» TASK BRIEF:
Please pull out every line of the records below that contains the string "person", copying each one in full.

» PROVIDED ENTRIES:
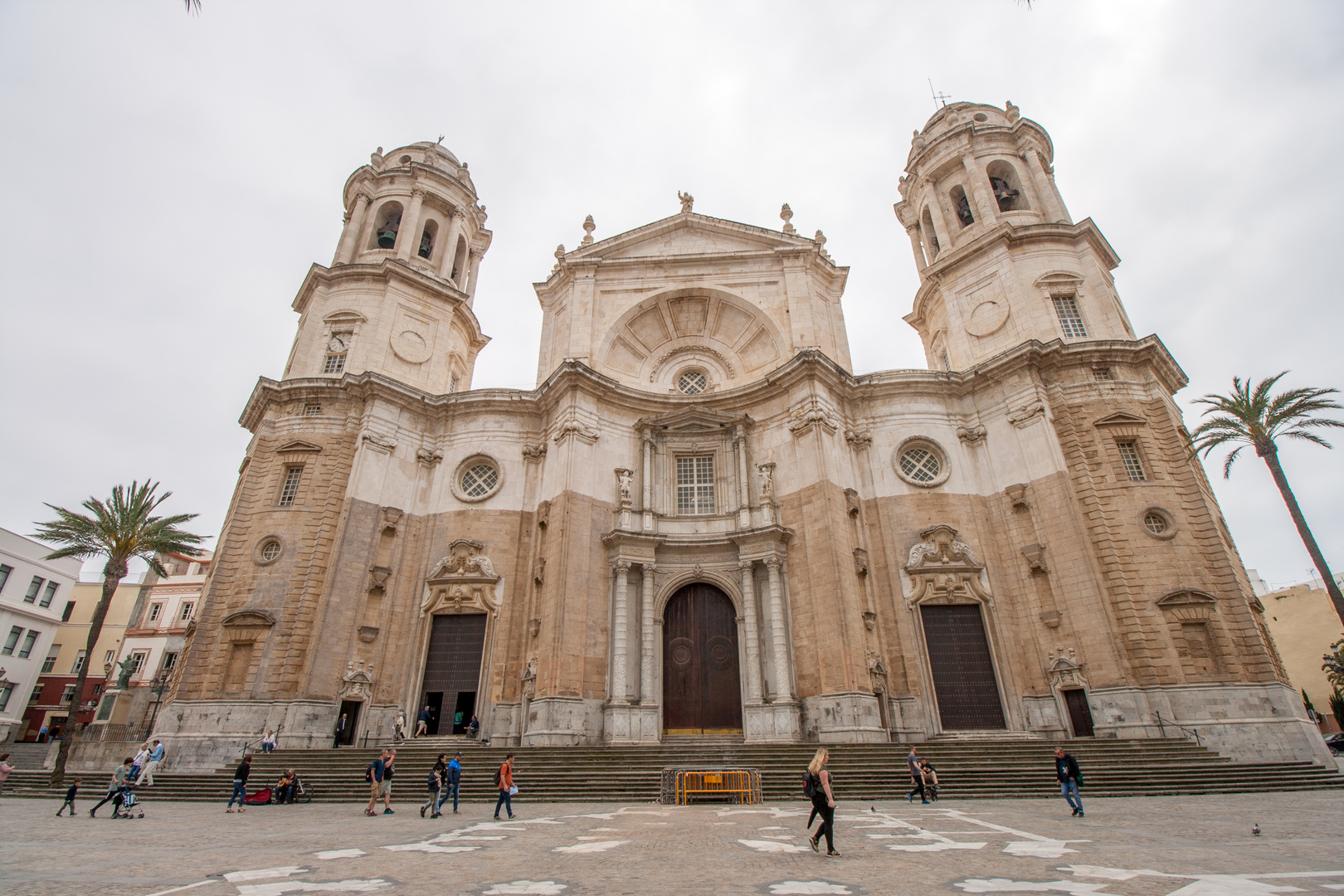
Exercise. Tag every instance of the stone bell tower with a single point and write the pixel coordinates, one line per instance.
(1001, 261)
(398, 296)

==

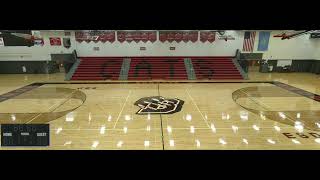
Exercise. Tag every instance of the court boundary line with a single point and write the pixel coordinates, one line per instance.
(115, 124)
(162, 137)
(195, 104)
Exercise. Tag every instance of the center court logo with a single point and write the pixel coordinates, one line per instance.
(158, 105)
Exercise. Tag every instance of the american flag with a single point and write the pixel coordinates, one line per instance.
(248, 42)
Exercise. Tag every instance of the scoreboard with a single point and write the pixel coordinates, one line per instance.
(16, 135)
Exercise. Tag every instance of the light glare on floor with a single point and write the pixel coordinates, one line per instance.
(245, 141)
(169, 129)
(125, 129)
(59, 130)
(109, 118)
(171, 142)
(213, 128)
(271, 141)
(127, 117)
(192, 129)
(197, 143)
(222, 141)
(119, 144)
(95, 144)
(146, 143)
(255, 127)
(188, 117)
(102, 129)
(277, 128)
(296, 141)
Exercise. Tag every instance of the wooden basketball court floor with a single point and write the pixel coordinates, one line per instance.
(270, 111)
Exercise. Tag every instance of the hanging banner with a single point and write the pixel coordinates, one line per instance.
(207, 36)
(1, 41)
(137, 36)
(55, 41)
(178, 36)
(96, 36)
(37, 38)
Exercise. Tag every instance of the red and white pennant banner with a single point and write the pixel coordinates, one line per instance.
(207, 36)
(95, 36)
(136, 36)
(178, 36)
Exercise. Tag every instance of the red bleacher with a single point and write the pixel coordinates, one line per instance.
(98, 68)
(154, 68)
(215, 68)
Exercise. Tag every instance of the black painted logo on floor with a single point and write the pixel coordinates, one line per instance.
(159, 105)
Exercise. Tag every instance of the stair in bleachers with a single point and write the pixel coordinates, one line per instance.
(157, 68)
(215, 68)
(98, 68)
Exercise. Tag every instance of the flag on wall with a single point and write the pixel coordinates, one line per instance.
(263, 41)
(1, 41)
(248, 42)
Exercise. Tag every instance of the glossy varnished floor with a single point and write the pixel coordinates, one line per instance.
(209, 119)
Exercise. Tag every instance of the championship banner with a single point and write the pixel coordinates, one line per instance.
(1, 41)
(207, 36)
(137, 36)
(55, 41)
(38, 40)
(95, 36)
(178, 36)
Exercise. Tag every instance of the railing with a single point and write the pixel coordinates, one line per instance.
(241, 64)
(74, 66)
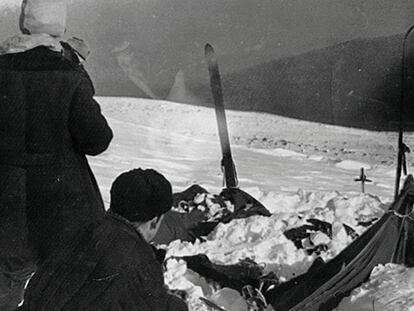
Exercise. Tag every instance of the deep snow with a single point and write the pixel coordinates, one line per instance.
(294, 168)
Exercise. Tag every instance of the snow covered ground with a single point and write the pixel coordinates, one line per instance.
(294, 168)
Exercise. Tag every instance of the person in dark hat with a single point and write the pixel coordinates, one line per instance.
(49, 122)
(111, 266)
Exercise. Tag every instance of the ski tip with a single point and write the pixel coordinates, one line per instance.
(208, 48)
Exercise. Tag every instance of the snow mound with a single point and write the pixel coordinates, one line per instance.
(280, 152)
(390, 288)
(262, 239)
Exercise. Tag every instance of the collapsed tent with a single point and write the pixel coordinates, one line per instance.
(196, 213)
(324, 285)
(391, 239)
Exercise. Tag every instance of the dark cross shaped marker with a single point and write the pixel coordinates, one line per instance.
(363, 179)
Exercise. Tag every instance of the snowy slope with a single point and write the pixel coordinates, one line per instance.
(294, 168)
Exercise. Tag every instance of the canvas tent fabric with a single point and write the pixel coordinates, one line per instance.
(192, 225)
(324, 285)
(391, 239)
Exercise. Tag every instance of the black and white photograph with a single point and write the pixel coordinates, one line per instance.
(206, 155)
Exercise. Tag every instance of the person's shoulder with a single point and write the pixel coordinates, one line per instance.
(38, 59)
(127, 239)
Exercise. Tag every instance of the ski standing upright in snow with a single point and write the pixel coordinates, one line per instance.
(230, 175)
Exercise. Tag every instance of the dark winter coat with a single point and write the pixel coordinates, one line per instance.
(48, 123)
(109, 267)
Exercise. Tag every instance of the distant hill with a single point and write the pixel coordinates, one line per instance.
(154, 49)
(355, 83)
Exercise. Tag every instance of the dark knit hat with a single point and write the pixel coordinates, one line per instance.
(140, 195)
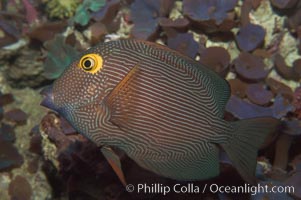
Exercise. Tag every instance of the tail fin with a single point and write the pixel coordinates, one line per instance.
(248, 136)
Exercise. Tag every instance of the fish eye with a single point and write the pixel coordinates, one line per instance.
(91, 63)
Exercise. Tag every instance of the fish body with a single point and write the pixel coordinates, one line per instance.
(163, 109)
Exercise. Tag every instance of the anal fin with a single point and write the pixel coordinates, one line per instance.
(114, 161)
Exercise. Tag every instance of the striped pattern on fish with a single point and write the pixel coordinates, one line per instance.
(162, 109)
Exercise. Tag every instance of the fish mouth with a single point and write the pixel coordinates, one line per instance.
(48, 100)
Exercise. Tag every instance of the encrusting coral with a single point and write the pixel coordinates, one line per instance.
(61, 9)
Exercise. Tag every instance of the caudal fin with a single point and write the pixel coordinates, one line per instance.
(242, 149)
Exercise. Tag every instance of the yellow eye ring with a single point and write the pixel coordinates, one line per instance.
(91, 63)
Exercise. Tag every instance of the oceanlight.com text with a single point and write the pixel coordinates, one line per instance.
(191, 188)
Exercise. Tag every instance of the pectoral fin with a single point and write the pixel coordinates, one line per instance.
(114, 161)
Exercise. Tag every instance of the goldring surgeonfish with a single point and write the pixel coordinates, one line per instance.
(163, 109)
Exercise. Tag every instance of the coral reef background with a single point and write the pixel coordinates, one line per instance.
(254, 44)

...

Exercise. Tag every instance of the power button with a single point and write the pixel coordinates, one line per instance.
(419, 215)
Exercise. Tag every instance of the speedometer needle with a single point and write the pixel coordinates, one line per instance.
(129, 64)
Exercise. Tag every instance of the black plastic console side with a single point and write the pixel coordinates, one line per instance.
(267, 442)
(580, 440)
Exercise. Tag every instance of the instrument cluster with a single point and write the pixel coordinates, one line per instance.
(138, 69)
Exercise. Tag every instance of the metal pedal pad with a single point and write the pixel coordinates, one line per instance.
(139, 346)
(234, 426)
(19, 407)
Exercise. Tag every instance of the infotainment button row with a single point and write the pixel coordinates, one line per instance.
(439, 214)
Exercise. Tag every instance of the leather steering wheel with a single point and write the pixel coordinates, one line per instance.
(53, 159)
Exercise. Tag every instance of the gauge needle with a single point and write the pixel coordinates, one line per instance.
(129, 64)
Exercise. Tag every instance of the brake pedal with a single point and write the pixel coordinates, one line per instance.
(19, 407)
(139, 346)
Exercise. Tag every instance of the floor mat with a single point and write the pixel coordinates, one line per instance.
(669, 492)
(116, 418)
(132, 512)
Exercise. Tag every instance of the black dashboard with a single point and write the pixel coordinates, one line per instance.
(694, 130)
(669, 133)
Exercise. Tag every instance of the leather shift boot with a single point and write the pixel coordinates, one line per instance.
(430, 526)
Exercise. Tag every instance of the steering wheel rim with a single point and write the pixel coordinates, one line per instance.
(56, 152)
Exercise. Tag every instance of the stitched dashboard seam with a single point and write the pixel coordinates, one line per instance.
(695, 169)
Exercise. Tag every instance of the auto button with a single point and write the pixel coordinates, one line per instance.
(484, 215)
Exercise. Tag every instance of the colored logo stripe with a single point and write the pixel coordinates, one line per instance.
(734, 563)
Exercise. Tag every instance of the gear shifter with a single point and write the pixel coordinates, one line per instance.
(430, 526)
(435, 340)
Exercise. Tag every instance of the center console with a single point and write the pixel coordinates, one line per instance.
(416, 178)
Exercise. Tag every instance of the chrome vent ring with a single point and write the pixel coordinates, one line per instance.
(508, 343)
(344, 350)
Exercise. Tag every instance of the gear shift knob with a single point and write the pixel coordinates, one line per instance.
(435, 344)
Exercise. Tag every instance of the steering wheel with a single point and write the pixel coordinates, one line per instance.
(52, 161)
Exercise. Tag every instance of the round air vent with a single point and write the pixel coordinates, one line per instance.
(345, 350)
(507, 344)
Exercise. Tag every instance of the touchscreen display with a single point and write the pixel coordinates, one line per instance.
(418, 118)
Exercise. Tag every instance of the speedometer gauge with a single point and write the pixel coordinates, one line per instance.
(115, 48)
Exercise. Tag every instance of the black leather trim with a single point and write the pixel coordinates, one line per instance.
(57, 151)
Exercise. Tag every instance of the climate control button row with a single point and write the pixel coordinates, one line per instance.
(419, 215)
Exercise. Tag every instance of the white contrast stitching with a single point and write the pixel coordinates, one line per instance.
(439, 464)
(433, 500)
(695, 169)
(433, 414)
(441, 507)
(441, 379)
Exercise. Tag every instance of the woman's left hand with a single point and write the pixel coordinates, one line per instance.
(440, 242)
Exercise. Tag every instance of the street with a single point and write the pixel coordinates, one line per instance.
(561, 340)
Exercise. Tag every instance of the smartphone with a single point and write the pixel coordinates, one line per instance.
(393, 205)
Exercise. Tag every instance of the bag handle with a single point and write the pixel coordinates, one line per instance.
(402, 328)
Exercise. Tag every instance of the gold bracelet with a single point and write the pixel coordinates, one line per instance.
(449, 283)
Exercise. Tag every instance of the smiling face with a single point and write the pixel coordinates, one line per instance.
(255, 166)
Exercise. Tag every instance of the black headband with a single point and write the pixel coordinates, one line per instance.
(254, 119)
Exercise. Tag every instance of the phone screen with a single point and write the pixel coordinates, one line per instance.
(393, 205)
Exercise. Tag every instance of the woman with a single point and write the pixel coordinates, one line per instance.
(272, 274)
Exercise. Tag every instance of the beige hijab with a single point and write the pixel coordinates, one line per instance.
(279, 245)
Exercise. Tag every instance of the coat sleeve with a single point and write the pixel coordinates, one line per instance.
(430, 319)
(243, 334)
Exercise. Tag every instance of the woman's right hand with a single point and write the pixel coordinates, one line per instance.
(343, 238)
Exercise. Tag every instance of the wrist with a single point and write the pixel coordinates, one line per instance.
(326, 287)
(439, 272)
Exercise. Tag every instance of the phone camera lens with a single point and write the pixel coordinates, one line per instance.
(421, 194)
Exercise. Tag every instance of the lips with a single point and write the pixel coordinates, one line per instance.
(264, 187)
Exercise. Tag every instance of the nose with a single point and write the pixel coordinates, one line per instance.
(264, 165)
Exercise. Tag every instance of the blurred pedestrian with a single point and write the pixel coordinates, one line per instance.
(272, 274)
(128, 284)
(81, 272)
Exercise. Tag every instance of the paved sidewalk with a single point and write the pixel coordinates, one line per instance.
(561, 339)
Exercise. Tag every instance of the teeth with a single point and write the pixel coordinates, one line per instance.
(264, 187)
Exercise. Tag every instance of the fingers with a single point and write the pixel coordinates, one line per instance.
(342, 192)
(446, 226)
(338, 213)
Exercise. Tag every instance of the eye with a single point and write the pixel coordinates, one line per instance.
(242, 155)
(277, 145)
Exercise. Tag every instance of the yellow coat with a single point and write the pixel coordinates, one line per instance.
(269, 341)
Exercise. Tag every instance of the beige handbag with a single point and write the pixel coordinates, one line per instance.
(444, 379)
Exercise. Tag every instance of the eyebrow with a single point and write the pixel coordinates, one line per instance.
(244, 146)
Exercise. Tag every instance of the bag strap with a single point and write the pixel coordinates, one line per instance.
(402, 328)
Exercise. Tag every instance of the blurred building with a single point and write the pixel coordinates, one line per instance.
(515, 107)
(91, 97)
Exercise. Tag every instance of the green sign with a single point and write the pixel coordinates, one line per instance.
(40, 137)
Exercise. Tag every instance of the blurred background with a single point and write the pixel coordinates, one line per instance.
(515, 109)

» SOLUTION TO THIS TASK:
Exercise. Tag every instance of the person in dark hat with a single point and write the pixel coordinates, one line per instance.
Exercise. Tag every instance of the person's shoulder with a single point and write the pixel coordinates, one line per instance.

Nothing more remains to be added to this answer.